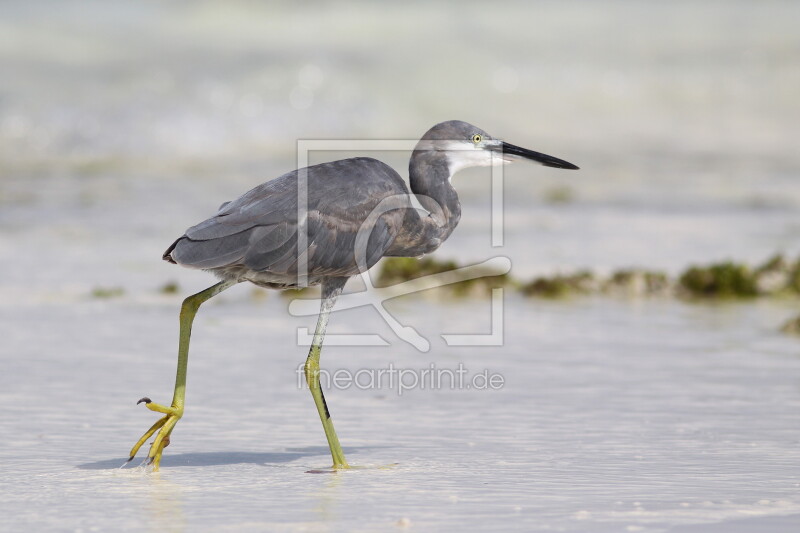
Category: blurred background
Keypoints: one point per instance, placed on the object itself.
(122, 123)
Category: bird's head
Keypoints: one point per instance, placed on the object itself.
(464, 145)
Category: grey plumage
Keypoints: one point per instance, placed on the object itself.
(255, 237)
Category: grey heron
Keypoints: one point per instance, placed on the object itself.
(322, 225)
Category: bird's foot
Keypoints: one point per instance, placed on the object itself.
(163, 426)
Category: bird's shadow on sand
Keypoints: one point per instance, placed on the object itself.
(225, 458)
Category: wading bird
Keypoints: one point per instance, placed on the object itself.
(322, 225)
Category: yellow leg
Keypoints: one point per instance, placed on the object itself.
(330, 291)
(174, 412)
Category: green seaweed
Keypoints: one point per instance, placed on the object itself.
(171, 287)
(792, 326)
(720, 280)
(107, 292)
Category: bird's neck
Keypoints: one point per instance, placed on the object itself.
(429, 176)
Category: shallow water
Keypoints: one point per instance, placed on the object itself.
(123, 125)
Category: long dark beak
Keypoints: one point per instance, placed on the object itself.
(542, 159)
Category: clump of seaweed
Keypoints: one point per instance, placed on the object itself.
(400, 269)
(170, 287)
(560, 286)
(720, 280)
(637, 282)
(107, 292)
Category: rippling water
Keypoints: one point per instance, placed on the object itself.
(123, 123)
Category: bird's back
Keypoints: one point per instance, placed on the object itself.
(255, 237)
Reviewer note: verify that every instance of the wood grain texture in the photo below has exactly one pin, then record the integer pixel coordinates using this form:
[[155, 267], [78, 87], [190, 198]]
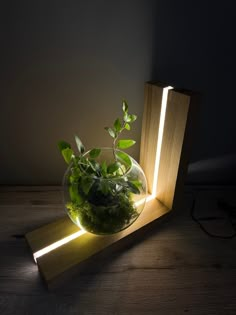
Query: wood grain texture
[[175, 269], [150, 125], [172, 144], [60, 260]]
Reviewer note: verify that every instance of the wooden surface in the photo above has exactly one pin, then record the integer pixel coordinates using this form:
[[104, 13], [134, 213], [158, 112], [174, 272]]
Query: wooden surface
[[174, 269], [75, 252], [176, 116], [150, 126], [173, 138]]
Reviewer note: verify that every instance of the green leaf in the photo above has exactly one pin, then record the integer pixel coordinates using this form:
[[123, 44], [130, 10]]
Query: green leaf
[[74, 194], [127, 126], [104, 186], [124, 158], [94, 153], [79, 144], [94, 165], [86, 183], [104, 168], [133, 118], [111, 132], [134, 189], [125, 144], [62, 145], [124, 106], [67, 154], [126, 117], [113, 167], [117, 125]]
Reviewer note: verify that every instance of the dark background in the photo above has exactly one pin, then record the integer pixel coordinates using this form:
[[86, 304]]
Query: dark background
[[66, 65]]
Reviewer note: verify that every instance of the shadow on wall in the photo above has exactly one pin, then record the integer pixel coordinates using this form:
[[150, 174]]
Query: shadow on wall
[[217, 171], [193, 49]]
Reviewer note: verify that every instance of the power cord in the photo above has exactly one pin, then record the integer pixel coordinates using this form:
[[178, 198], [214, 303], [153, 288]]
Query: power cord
[[223, 205]]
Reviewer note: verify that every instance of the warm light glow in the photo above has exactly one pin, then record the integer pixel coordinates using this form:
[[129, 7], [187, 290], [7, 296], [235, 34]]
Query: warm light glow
[[81, 232], [71, 237], [57, 244], [159, 139]]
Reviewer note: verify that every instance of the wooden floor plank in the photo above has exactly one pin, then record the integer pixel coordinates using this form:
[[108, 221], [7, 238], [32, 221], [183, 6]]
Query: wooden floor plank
[[174, 269]]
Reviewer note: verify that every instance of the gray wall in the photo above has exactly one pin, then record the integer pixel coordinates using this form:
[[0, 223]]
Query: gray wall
[[66, 65], [195, 49]]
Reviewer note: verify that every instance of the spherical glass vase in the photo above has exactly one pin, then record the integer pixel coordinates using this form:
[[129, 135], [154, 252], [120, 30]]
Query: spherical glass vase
[[104, 191]]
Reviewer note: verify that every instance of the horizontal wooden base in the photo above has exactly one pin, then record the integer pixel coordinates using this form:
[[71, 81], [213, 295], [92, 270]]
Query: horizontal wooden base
[[75, 252]]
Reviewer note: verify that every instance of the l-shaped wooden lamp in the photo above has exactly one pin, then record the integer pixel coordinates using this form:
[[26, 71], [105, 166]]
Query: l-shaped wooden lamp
[[61, 246]]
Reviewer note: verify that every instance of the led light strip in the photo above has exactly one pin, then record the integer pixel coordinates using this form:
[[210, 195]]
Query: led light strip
[[159, 140], [57, 244], [81, 232]]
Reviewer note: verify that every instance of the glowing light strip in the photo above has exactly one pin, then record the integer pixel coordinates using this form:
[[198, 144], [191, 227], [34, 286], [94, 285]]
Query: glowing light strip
[[57, 244], [67, 239], [159, 140], [81, 232]]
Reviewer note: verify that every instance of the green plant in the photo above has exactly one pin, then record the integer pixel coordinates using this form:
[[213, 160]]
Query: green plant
[[100, 193]]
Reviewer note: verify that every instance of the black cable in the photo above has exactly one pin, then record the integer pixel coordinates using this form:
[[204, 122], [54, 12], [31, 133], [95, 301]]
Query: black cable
[[192, 210]]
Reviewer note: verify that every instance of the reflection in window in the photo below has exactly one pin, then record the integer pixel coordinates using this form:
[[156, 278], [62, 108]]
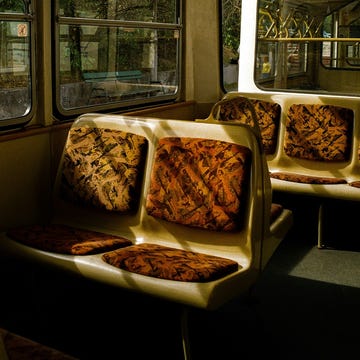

_Your task_
Lay out every line of the rows above as a Markdown table with the columns Line No. and Row Text, skipping blank lines. Leave the pictures out of the answer.

_Result for this task_
| Line No. | Row Text |
|---|---|
| 1 | Category: blurred background |
| 2 | Keypoints: one point per instance, placed on the object itself. |
| 3 | (122, 123) |
| 4 | Category: bird's head |
| 5 | Keypoints: one point per instance, placed on the object itself. |
| 6 | (464, 145) |
| 7 | Category: grey plumage |
| 8 | Keypoints: one point per instance, placed on the object itself. |
| 9 | (255, 237) |
| 10 | Category: grey heron |
| 11 | Keypoints: one point per instance, placed on the object itself. |
| 12 | (322, 225) |
| 13 | Category: bird's foot |
| 14 | Keypoints: one point per instance, placed on the object itself. |
| 15 | (163, 426) |
| 16 | Category: bird's shadow on sand |
| 17 | Keypoints: one point per instance, placed on the object itself. |
| 18 | (225, 458) |
| 19 | Category: wading bird |
| 20 | Keypoints: one point per instance, placed on the object itself. |
| 21 | (322, 225) |
| 22 | Category: yellow leg |
| 23 | Keypoints: one point per instance, placed on the object itself. |
| 24 | (330, 291) |
| 25 | (174, 412) |
| 26 | Category: green seaweed |
| 27 | Keypoints: one point per instance, placed on the object itself. |
| 28 | (171, 287) |
| 29 | (792, 326) |
| 30 | (720, 280) |
| 31 | (107, 292) |
| 32 | Category: bird's neck |
| 33 | Keypoints: one point per instance, placed on the object itself. |
| 34 | (429, 176) |
| 35 | Category: shallow water |
| 36 | Keypoints: one point per instance, placed on the object itself. |
| 37 | (123, 125) |
| 38 | Category: long dark beak |
| 39 | Keypoints: one point per instance, placed on the object itself. |
| 40 | (542, 159) |
| 41 | Category: clump of seaweed |
| 42 | Keypoints: one point per instance, placed on the object itself. |
| 43 | (400, 269) |
| 44 | (170, 287) |
| 45 | (560, 286) |
| 46 | (720, 280) |
| 47 | (637, 282) |
| 48 | (107, 292) |
| 49 | Category: rippling water |
| 50 | Keypoints: one point per instance, placed on the object itself. |
| 51 | (123, 123) |
| 52 | Category: bird's back |
| 53 | Keypoints: one point per instance, placed on the object itself. |
| 54 | (255, 237) |
| 55 | Reviewer note: verify that every instance of the wood grain texture in the photo below has exactly one pin, then record the integer pixel coordinates using this form: |
| 56 | [[155, 267], [78, 87], [190, 198]] |
| 57 | Query: wood grain texture |
| 58 | [[175, 269], [150, 125], [172, 144], [60, 260]] |
| 59 | Reviewer note: verify that every instance of the wooden surface in the photo above has exactly one pin, then record the integer pixel coordinates using this form: |
| 60 | [[104, 13], [134, 213], [158, 112], [174, 272]] |
| 61 | Query: wooden surface |
| 62 | [[174, 269], [75, 252], [176, 116], [150, 126], [173, 138]] |
| 63 | Reviewer note: verify that every instance of the green leaf in the photo above has exactly one pin, then record the integer pixel coordinates using this form: |
| 64 | [[123, 44], [130, 10]] |
| 65 | Query: green leaf |
| 66 | [[74, 194], [127, 126], [104, 186], [124, 158], [94, 153], [79, 144], [94, 165], [86, 183], [104, 168], [133, 118], [111, 132], [134, 189], [125, 144], [62, 145], [124, 106], [67, 154], [126, 117], [113, 167], [117, 125]] |
| 67 | Reviewer note: verify that every instance of the dark background in the photo above has exactly one pin, then record the integer pixel coordinates using this form: |
| 68 | [[86, 304]] |
| 69 | Query: dark background |
| 70 | [[66, 65]] |
| 71 | Reviewer note: verify that every instance of the shadow on wall in the photo above has exactly one pin, then record the integer pixel coordinates using this form: |
| 72 | [[150, 174]] |
| 73 | Query: shadow on wall |
| 74 | [[217, 171], [193, 49]] |
| 75 | Reviewer note: verify that every instance of the power cord in the photo above has exactly one pin, then record the integer pixel coordinates using this form: |
| 76 | [[178, 198], [214, 303], [153, 288]] |
| 77 | Query: power cord |
| 78 | [[223, 205]] |
| 79 | Reviewer note: verify that every instance of the warm light glow in the photo above has exactly one pin, then record the integer pixel coordinates using this form: |
| 80 | [[129, 7], [187, 290], [7, 296], [235, 34]] |
| 81 | Query: warm light glow |
| 82 | [[81, 232], [71, 237], [57, 244], [159, 139]] |
| 83 | Reviewer note: verify that every instance of the wooden floor plank in the photo above has exactly one pin, then record the integer pixel coordinates using this form: |
| 84 | [[108, 221], [7, 238], [32, 221], [183, 6]] |
| 85 | Query: wooden floor plank |
| 86 | [[174, 269]] |
| 87 | Reviewer note: verify that every instance of the gray wall in the photo above has exactly one pin, then record the integer pixel coordinates using this form: |
| 88 | [[0, 223]] |
| 89 | Query: gray wall |
| 90 | [[66, 65], [195, 49]] |
| 91 | Reviewer note: verify that every instance of the spherical glass vase in the photo above has exactly one pin, then record the integer pixel coordinates using this form: |
| 92 | [[129, 135], [154, 252], [120, 30]] |
| 93 | Query: spherical glass vase |
| 94 | [[104, 191]] |
| 95 | Reviewer note: verify that every instance of the horizontal wooden base in the photo above has exactly one pin, then record the integer pixel coordinates using this form: |
| 96 | [[71, 81], [213, 295], [92, 270]] |
| 97 | Query: horizontal wooden base |
| 98 | [[75, 252]] |
| 99 | Reviewer note: verify that every instance of the l-shaped wooden lamp in the photo above has exactly one pin, then record the integer pixel coordinates using this form: |
| 100 | [[26, 71], [105, 166]] |
| 101 | Query: l-shaped wooden lamp |
| 102 | [[61, 246]] |
| 103 | Reviewer note: verify that every instance of the led light strip in the photo above has exactly one pin, then record the integer pixel coordinates using this form: |
| 104 | [[210, 195]] |
| 105 | Query: led light strip |
| 106 | [[159, 140], [57, 244], [81, 232]] |
| 107 | Reviewer note: verify that every instance of the glowing light strip in the photo above has exactly one pin, then record the integer pixel coordinates using this form: |
| 108 | [[198, 144], [191, 227], [34, 286], [94, 285]] |
| 109 | Query: glowing light strip |
| 110 | [[57, 244], [67, 239], [159, 140], [81, 232]] |
| 111 | Reviewer note: verify that every instance of the green plant in the photo above has exactly one pin, then record the integer pixel coordinates using this form: |
| 112 | [[213, 160]] |
| 113 | Query: green plant |
| 114 | [[100, 193]] |
| 115 | Reviewer note: verify that every instance of the black cable in the photo above has exactly one pin, then record the integer pixel coordinates using this form: |
| 116 | [[204, 122], [54, 12], [31, 133], [95, 301]] |
| 117 | Query: black cable |
| 118 | [[192, 210]] |
| 119 | Reviewer note: verify that every instance of the reflection in window in the photo below has exactly one pin, then record the integer pixel coordinates using this form: |
| 120 | [[156, 278], [62, 108]] |